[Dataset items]
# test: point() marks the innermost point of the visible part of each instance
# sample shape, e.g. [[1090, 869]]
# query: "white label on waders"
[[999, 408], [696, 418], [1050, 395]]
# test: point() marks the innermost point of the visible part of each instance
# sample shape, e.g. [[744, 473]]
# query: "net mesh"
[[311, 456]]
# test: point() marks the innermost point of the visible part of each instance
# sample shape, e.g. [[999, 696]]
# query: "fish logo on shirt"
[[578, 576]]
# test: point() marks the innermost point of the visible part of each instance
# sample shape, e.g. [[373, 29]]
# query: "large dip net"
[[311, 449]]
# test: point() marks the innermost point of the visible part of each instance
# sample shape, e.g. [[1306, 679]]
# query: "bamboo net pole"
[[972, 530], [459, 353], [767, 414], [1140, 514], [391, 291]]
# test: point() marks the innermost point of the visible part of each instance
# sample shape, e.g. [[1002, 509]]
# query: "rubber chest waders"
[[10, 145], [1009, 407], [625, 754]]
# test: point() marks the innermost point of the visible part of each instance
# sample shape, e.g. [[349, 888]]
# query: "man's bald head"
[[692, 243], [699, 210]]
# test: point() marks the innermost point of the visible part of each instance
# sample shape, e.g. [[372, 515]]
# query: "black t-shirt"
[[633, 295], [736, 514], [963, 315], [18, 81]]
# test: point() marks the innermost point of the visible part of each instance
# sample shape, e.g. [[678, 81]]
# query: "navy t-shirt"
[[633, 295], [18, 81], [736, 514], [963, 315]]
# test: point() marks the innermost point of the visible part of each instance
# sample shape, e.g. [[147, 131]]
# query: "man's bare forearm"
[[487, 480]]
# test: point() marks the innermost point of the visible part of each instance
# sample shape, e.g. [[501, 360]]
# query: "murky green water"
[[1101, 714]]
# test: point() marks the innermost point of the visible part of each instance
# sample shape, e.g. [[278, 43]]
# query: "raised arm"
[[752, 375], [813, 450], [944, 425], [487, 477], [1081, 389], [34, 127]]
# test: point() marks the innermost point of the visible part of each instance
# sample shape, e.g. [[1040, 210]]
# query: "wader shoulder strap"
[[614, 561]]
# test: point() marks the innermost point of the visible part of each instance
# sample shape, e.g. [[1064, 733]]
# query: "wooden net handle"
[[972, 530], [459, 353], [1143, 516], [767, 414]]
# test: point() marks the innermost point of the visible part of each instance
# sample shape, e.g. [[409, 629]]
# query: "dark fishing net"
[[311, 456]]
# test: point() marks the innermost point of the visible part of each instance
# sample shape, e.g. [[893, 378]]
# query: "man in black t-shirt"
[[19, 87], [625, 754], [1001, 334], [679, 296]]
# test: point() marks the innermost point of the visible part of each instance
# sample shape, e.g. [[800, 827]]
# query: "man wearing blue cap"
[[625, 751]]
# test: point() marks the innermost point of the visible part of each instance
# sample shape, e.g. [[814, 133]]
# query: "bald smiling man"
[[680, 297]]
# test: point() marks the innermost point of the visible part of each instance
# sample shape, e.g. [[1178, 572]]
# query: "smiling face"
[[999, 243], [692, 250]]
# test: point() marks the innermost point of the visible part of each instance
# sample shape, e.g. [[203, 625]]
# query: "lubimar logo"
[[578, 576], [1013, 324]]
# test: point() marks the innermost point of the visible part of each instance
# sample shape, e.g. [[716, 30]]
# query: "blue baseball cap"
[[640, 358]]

Written request
Write out every record, exactly as written.

Solution below
# test: point() marks the innermost point of the visible part of each instance
# sample shape, e.g. [[1090, 869]]
# query: "white label on waders"
[[999, 408], [696, 418], [1050, 395]]
# test: point() marks the innermost point of the visible part of each instance
# sample shape, e.g. [[744, 473]]
# query: "net mesh"
[[311, 456]]
# test: point() marks the innermost point of the visible part of each instance
# sample shape, e.g. [[999, 696]]
# query: "fish logo on shirt"
[[578, 576]]
# test: point() marks the innermost point of the visible part of each instance
# sample shape, e.g. [[373, 29]]
# query: "large dip net"
[[311, 449]]
# test: point() marks the innermost point of the visible part of each instance
# sample shape, e.g. [[1306, 679]]
# query: "bamboo net pole"
[[972, 530], [459, 353], [767, 414], [1140, 514], [391, 291]]
# test: point() marks the innermost point of the visible part of each instance
# sample shape, e.g. [[1002, 509]]
# query: "rubber chest waders"
[[10, 145], [1009, 407], [625, 754]]
# test: point() marks the innermost point of the visible part of each instance
# sample shape, e.g. [[349, 888]]
# query: "man's bald head"
[[692, 243], [699, 210]]
# test: point() marks the innermost point of the visible part of each instance
# sample shape, e.g. [[372, 515]]
# query: "black t-shirt"
[[633, 295], [736, 514], [963, 315], [18, 81]]
# test: point() marks the innermost point of the visible part of each instance
# sample shape, e.g. [[678, 81]]
# query: "navy t-shirt"
[[633, 295], [18, 81], [736, 514], [963, 315]]
# test: point() marks the innermost point of the visible part of each instance
# sample shape, e.g. [[147, 131]]
# query: "man's bare forearm"
[[487, 480]]
# test: point() marks the innermost point of the visible part of each instance
# sample shape, e.g. [[501, 360]]
# query: "murky green water"
[[1101, 714]]
# test: point() marks the innermost point of the visible part of each instance
# sample shape, e.g. [[278, 43]]
# query: "raised arm"
[[752, 375], [813, 450], [944, 425], [487, 477], [1081, 389], [34, 127]]
# test: point() marks the innermost point of the visible part of each instance
# sample shape, e.g. [[1040, 210]]
# query: "wader shoulder strap"
[[614, 561]]
# test: point() marks the innermost point of the visible part of each instance
# sample shape, e.g. [[1064, 733]]
# query: "wooden net handle"
[[972, 530], [459, 353], [1143, 516], [767, 414]]
# test: point() marks the innermost point of the visible part of each instance
# sample shape, e.g. [[409, 629]]
# query: "dark fishing net"
[[311, 456]]
# test: point() marks the innermost point of the visible part of each instance
# sample shape, e.g. [[893, 378]]
# query: "man in black t-shirt"
[[19, 87], [625, 754], [1001, 334], [679, 296]]
# test: point() marks the innermost point of the visible part of each instance
# sample shape, e.g. [[800, 827]]
# query: "man wearing blue cap"
[[625, 751]]
# test: point() marks the innermost point of the visible part of each instance
# sample shape, e.g. [[814, 133]]
# query: "bald smiling man"
[[680, 297]]
# test: point() marks the innermost point of the visible part of each instance
# sample shape, e.g. [[1178, 572]]
# query: "smiling face"
[[999, 243], [692, 250]]
# test: point() marks the innermost point of the visible part of each instance
# sample shape, e.g. [[203, 625]]
# query: "lubimar logo"
[[578, 576], [1013, 324]]
# test: point() marks the innermost point of the visible part of each instance
# sample shape, e.g. [[716, 30]]
# query: "blue baseball cap"
[[640, 358]]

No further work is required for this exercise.